Instructions for the task:
Can you rewrite all of the material, replacing each "outline" with "boundary" and leaving everything else unchanged?

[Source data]
◆ ◆ ◆ ◆ ◆ ◆ ◆

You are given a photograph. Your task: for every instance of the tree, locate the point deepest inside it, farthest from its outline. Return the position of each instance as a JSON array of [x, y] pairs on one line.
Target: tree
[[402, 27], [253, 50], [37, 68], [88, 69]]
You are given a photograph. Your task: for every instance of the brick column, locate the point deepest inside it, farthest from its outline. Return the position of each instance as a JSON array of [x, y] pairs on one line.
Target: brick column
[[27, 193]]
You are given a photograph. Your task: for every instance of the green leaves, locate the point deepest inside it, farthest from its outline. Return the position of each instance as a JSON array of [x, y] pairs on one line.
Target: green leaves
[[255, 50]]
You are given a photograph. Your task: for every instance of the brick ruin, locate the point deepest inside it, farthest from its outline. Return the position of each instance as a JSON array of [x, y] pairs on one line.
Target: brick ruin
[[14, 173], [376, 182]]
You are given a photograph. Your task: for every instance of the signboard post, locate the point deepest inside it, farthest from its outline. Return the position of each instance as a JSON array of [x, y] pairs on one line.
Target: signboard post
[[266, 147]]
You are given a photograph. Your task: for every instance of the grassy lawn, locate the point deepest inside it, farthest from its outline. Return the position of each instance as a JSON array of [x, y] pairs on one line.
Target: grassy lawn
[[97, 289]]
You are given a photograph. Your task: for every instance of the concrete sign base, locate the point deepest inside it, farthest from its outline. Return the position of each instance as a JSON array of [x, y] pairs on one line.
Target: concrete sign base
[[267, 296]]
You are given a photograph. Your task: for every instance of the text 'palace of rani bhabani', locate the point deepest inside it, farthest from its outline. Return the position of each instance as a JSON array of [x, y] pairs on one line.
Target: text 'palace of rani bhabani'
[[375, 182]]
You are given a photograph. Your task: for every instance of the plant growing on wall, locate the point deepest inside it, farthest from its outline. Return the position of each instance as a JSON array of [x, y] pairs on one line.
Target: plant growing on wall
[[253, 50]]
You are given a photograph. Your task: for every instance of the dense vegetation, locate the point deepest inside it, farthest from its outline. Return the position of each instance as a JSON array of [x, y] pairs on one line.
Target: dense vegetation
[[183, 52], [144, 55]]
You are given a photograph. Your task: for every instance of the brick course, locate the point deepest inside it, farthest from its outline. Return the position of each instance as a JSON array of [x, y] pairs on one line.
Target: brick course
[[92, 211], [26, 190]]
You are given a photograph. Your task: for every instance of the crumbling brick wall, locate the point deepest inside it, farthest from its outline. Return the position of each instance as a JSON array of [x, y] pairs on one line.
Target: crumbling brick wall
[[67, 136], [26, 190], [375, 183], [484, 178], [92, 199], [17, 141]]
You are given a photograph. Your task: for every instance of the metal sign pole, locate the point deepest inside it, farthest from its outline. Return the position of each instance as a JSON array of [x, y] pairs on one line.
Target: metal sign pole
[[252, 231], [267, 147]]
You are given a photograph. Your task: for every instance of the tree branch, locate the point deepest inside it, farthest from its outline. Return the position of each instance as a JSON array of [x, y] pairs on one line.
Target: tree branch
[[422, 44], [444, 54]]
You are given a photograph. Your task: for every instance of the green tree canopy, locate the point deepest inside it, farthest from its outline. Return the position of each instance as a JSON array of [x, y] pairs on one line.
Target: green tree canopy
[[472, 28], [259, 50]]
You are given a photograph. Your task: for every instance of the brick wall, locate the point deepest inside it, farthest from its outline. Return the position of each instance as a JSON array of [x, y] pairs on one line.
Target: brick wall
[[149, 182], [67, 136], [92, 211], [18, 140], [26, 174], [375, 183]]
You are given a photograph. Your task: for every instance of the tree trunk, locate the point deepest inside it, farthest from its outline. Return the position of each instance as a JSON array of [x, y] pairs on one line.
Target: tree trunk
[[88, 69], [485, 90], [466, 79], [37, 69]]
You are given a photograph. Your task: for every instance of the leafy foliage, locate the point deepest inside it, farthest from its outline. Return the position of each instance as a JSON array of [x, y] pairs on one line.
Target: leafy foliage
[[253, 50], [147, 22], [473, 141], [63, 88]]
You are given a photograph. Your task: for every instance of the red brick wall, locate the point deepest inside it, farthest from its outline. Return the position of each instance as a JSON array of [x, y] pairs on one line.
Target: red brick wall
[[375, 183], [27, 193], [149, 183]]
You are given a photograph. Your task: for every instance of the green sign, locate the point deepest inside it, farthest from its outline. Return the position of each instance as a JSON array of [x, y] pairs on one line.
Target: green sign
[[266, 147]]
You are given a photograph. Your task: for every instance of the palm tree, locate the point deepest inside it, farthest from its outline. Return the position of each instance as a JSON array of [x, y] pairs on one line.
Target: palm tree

◆ ◆ ◆ ◆ ◆ ◆ ◆

Exercise answer:
You are given a photograph. Your task: for every instance of the tree, locate the point deepest inside it, farthest from its boundary. Return the position of each instance as a JSON array of [x, y] pairs on one line.
Target: tree
[[402, 27], [253, 50], [37, 68], [88, 69]]
You are given a photograph. Your task: for every instance of the brick column, locate the point deepest inside it, farthest from its boundary. Return the position of each instance as a JSON array of [x, y] pairs on one line.
Target: brick column
[[27, 193]]
You are given a photograph. Your task: for every instance of the green leaves, locate the point deepest inside it, farthest from its boundary. Return the position of each instance as a JSON array of [x, y] pairs on one line.
Target: green leaves
[[255, 50]]
You are given a photograph. Your task: for every instance of the brick ruin, locate the point deepest inside it, farthest from its boundary. Return the position of each instance as a JSON array of [x, y] pairs on one line.
Target: brick ruin
[[14, 173], [376, 182]]
You are given a photograph. Your task: for every instance of the signboard post, locate the point deepest inside it, farthest from its boundary. Return the position of each instance as a JSON array of [x, y] pairs on one line.
Target: signboard post
[[266, 147]]
You are given a photograph. Your task: for every instance of the grassy lawn, locate the point deepest inside it, farthest from its boundary. Return the position of each instance as a JSON array of [x, y] pairs on one line.
Target: grassy lawn
[[97, 289]]
You are given a photograph. Your task: for every instance of the concrete sign base, locate the point deepest inside it, farthest from its boundary. Return the position of each instance as a JSON array of [x, y] pairs on one line.
Target: concrete sign base
[[267, 296]]
You are given a photograph. Your task: for every instance of the text 'palace of rani bhabani', locate the point deepest inside it, farthest from its boundary. Return the position of each instance as a JSON array of [x, y] pairs on one line.
Target: text 'palace of rani bhabani'
[[375, 182]]
You are given a photograph. Your task: for every instance of the plant growing on wall, locate the point deepest inside it, farthest from its boundary. Return the position of each instance as a JSON array of [x, y] pairs on one line.
Target: plant growing on wall
[[253, 50]]
You are given a photograph. Your task: for every instance of the dense vegetation, locate the point deepest inside it, farthest from its boundary. Return the position of each instance as a JSON array of [x, y] pairs on one line.
Target: dense vegetation
[[183, 52], [144, 55]]
You are given a photograph. Your task: for every instance of the brick course, locate the point deepest inside it, farthest from its boundary. Return the position of each instance as a JSON array of [x, y] pairs on one line.
Target: brick course
[[92, 211], [26, 190]]
You are given a photograph. Your task: for every instance of the crumbling brick wall, locate the point deepest inside it, farthest from its boundary. Return the position of each instance as a JSON array of [x, y] pairs on one line.
Target: crumbling brick wall
[[67, 136], [26, 190], [375, 183], [484, 178], [92, 199], [17, 141]]
You are given a photograph. Your task: for every instance of the metal sign pole, locate the point deepest inside it, farthest from its boundary. Return the position of each instance as a JSON array of [x, y] pairs on one line.
Target: metal sign pole
[[252, 231], [267, 147]]
You are given a photograph. Your task: for every instance of the tree branch, locate the point deepest inside it, farthest from its boundary. Return the position of each instance as a JSON array of [x, y] pairs on one line.
Target: tree branch
[[422, 44], [444, 54]]
You are given a photograph. Your task: for every instance of the green tree canopy, locate the point deepest inside it, farthest from its boundary. Return the position of each instance as a JSON array of [x, y] pairs on one line.
Target: green tree canopy
[[472, 28], [259, 50]]
You are given a photograph. Your task: for every instance of the brick wall, locate the point deepest inside it, farthest from its boundary. Return the position of each instance as a JSON array of [x, y] pairs on one line.
Target: brick wall
[[149, 182], [67, 136], [92, 211], [18, 140], [26, 174], [375, 183]]
You are given a photograph. Your task: for every instance of the tree trunk, locate the point deepest inside it, farthest from its boundary. Return the position of each instance as a JSON array of [x, y] pairs on one line.
Target: tree trunk
[[88, 69], [485, 90], [466, 79], [37, 69]]
You are given a photograph. Your task: for every instance of the leafy foliage, locate the point deepest inside it, farthest from its boundary. Return the position of each instance as a JSON array of [x, y] pairs on one line.
Target: leafy foliage
[[253, 50], [147, 22], [473, 141], [63, 88]]
You are given a photograph. Your task: for every instance of the red brick wall, locate the point deepest inside it, farthest from its boundary. Return the position of each instance as a JSON array of [x, y] pairs on one line.
Target: red brick wall
[[375, 183], [27, 193], [149, 183]]
You are given a photograph. Your task: for every instance of the green sign, locate the point deepest inside it, farthest from its boundary. Return the position of each instance as a JSON array of [x, y] pairs on one line.
Target: green sign
[[266, 147]]
You are given a photograph. Your task: for every instance of the palm tree, locate the point deepest inside it, farthest from its boundary. Return the position of each instance as a JSON array of [x, y] pairs on one line.
Target: palm tree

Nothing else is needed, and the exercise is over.